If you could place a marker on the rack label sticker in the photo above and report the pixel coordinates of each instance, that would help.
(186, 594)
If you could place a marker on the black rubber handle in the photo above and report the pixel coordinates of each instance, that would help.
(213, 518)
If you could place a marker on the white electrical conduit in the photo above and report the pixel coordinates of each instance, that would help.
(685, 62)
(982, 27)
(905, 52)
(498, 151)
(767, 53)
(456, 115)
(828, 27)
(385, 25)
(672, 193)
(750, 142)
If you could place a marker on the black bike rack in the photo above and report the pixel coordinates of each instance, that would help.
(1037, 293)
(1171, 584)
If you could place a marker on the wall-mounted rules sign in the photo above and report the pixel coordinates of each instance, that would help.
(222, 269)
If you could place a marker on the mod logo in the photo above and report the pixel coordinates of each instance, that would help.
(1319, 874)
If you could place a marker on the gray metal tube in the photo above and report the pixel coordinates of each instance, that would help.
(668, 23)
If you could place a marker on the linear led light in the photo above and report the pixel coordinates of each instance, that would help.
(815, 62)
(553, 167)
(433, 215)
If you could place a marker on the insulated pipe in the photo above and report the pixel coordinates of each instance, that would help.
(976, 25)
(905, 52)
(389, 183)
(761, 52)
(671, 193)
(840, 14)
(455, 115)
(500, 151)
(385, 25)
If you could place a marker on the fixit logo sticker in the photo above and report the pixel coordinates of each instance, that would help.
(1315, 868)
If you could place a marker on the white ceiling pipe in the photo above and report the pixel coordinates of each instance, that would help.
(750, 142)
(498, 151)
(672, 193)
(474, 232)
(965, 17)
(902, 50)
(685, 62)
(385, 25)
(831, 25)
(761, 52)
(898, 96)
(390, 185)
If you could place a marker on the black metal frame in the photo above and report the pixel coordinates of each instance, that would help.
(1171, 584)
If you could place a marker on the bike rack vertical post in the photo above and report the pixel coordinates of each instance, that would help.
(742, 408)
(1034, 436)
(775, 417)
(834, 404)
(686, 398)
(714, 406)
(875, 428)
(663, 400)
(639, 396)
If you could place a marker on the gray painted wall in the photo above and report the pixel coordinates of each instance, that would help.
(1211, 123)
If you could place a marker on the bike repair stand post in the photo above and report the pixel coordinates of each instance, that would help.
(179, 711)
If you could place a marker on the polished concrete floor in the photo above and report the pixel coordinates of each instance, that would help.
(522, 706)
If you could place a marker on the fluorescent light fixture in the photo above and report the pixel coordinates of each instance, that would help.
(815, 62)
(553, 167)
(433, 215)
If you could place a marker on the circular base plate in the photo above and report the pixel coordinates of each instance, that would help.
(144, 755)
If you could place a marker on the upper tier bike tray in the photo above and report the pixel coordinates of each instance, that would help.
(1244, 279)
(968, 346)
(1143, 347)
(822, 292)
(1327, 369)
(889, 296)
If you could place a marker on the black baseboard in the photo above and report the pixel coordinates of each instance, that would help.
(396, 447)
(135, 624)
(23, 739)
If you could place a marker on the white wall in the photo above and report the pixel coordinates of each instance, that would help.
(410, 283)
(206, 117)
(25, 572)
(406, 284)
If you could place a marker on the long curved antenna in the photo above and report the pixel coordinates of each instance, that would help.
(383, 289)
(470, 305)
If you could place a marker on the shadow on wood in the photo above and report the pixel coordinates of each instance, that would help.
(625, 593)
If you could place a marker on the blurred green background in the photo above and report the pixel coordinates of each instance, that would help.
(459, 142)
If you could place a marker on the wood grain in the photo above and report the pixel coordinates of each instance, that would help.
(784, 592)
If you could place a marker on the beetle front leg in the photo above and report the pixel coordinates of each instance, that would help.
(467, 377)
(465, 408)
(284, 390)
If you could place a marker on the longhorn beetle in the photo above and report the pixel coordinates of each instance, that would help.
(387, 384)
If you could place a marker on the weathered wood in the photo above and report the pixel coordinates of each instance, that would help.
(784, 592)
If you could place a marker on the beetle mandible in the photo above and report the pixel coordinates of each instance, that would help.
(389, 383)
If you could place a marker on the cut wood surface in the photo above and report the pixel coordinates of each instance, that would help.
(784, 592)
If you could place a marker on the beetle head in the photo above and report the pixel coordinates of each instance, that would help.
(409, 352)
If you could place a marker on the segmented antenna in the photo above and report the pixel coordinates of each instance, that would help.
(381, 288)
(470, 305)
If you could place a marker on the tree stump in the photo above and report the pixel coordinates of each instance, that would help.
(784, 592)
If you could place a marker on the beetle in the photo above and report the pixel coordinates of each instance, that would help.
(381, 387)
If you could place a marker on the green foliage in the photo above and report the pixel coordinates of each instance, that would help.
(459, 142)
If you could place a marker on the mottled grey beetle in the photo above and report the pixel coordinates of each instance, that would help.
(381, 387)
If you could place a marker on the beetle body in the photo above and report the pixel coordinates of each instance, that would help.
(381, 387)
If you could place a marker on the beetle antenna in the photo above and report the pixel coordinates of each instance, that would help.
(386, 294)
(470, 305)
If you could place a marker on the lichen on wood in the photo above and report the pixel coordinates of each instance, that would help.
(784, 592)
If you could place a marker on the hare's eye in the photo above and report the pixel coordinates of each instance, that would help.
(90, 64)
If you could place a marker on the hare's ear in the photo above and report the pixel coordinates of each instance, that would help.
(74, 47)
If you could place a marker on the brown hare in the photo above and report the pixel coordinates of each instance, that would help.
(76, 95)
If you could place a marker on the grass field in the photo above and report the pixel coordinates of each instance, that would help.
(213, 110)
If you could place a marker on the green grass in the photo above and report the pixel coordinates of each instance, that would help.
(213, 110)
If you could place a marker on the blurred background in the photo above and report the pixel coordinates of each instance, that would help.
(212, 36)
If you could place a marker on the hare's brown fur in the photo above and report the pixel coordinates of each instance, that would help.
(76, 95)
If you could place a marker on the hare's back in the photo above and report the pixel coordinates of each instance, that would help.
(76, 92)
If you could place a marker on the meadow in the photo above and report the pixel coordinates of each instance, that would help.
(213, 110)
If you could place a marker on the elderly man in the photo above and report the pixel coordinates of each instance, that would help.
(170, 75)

○ ○ ○ ○

*Aim*: Each entry above is to be quoted exactly.

*Full response*:
If you could place a marker on the rack label sticker in the photo above and report the pixel coordinates of each instance, that would help.
(186, 594)
If you could place a marker on the black rubber handle in the photo above and report the pixel coordinates of each instance, that would help.
(213, 518)
If you could place a marker on the white electrical conduit in the photo above and report the pixel coordinates of each instance, that would help.
(685, 62)
(982, 27)
(905, 52)
(498, 151)
(767, 53)
(456, 115)
(828, 27)
(385, 25)
(672, 193)
(750, 142)
If you could place a marker on the black bike rack in the photo above and report the pixel coordinates of each instance, that would help.
(1037, 293)
(1171, 584)
If you could place a marker on the wall-mounted rules sign in the photo above and report the pixel coordinates of each instance, that would help.
(222, 269)
If you could place a marker on the mod logo in the photo above and report the pixel coordinates of each instance, that would help.
(1319, 874)
If you could place a marker on the gray metal tube in the photo above and report the pixel coordinates of each instance, that would help.
(668, 23)
If you could place a marker on the linear led light in the photo above and report the pixel coordinates of each instance, that would help.
(815, 62)
(553, 167)
(433, 215)
If you could place a marker on the insulated pipe in the photo above and report the pixel coordinates of each instance, that would help.
(976, 25)
(905, 52)
(389, 183)
(761, 52)
(671, 193)
(840, 14)
(455, 115)
(500, 151)
(385, 25)
If you could place a marker on the fixit logo sticker in the photo above and report the pixel coordinates of each instance, that would help.
(1315, 868)
If you could place a marker on the white ceiling pipe in the photo above and report the pixel coordinates of each instance, that would help.
(750, 142)
(498, 151)
(672, 193)
(474, 232)
(965, 17)
(902, 50)
(685, 62)
(385, 25)
(831, 25)
(761, 52)
(898, 96)
(390, 185)
If you could place a marker on the black metal frame in the photo above and report the pixel coordinates of each instance, that would help.
(1171, 584)
If you could place a marker on the bike rack vertical post in the photo above and report the pixel coordinates of each instance, that would help.
(742, 408)
(1034, 436)
(775, 417)
(834, 404)
(686, 398)
(714, 406)
(875, 428)
(663, 400)
(639, 396)
If you could place a marker on the gray painted wall in the photo above and report the pixel coordinates of each instance, that would help.
(1211, 123)
If you could place a marker on the bike repair stand post in the photo above and report the pixel coordinates of each instance, that would help.
(179, 711)
If you could place a marker on the polished concrete floor in the photo above and report the pixel coordinates of each instance, that would help.
(522, 706)
If you could place a marker on the fluorescent light fixture in the photo above and report the pixel coordinates of each instance, that would help.
(815, 62)
(553, 167)
(433, 215)
If you could place a marker on the circular base plate in the photo above and report the pixel coordinates of each instance, that would help.
(144, 755)
If you could place a marker on the upper tier bike tray in the photo above and report the pixel coordinates of each instance, that would help.
(1244, 279)
(968, 346)
(1143, 347)
(822, 292)
(1327, 369)
(889, 296)
If you could place a marker on the black baseboard in the photo above and report the pixel coordinates of each instance, that would help.
(396, 447)
(135, 624)
(23, 739)
If you could place a marker on the white wall in the photo above and report the pixel coordinates of each instance, that would help.
(410, 283)
(206, 117)
(25, 572)
(406, 284)
If you could place a marker on the long curved antenna in the photo above and report the pixel coordinates of each instance, that would help.
(383, 289)
(470, 305)
If you could place a marker on the shadow on wood in the photo above and report the pixel coordinates of each instance, that would help.
(625, 593)
If you could place a marker on the blurred green background in the photo above and report the pixel coordinates of each instance, that would help.
(459, 142)
If you could place a marker on the wood grain in the photo above and report the pixel coordinates of each instance, that would help.
(784, 592)
If you could place a marker on the beetle front leg in the photo above and report the pixel coordinates of each instance, that would help.
(467, 377)
(465, 408)
(284, 390)
If you could place a marker on the longhorn beetle in the photo above and report the pixel coordinates of each instance, that would help.
(387, 384)
If you could place a marker on the weathered wood in the photo above and report the pixel coordinates of each instance, that would help.
(784, 592)
If you could place a marker on the beetle mandible in the photo above and report the pixel coordinates of each instance, that would help.
(389, 383)
If you could place a marker on the cut wood surface in the photo above and report the pixel coordinates of each instance, that would help.
(784, 592)
If you could place a marker on the beetle head in the photo above and report the pixel coordinates of each instance, that would help.
(409, 352)
If you could place a marker on the segmented antenna in the photo above and report the pixel coordinates of each instance, that would help.
(381, 288)
(470, 305)
If you could place a marker on the tree stump in the photo above and report the pixel coordinates of each instance, that would help.
(784, 592)
If you could place a marker on the beetle in the photo above and report the pixel coordinates of each instance, that would help.
(381, 387)
If you could place a marker on the green foliage in the photo above and report the pixel coordinates of each instance, that would help.
(459, 142)
If you could place a marker on the mottled grey beetle in the photo above and report the pixel coordinates of each instance, that would help.
(381, 387)
If you could place a marker on the beetle body in the photo above and report the pixel coordinates of each instance, that would help.
(381, 387)
If you could place a marker on the beetle antenna in the photo above and report the pixel coordinates of each instance, that would help.
(386, 294)
(470, 305)
If you could place a marker on the lichen on wood in the photo above and report the pixel coordinates of each instance, that would help.
(784, 592)
If you could place a marker on the hare's eye in the photo above and report the pixel coordinates of each instance, that would help.
(90, 64)
If you could place a marker on the hare's ear in the photo above and report the pixel coordinates of each instance, that would help.
(74, 47)
If you could place a marker on the brown hare in the photo above and report the pixel coordinates of each instance, that would help.
(76, 95)
If you could place a marker on the grass field in the photo above and report the pixel coordinates of each instance, that would help.
(213, 110)
If you could place a marker on the green grass in the photo above and report the pixel coordinates of each instance, that would help.
(213, 110)
If you could place a marker on the blurred background in the photo above and report the pixel coordinates of each instance, that would help.
(212, 36)
If you could place a marker on the hare's brown fur in the photo above and report the pixel coordinates of each instance, that would help.
(76, 95)
If you could place a marker on the hare's back in the photo above and report the pixel coordinates of each instance, that would help.
(76, 92)
If you could place a marker on the meadow in the photo above and report the pixel coordinates of each instance, that would help.
(213, 110)
If you could place a marker on the elderly man in the photo above and report the pixel coordinates of each instance, that would help.
(170, 75)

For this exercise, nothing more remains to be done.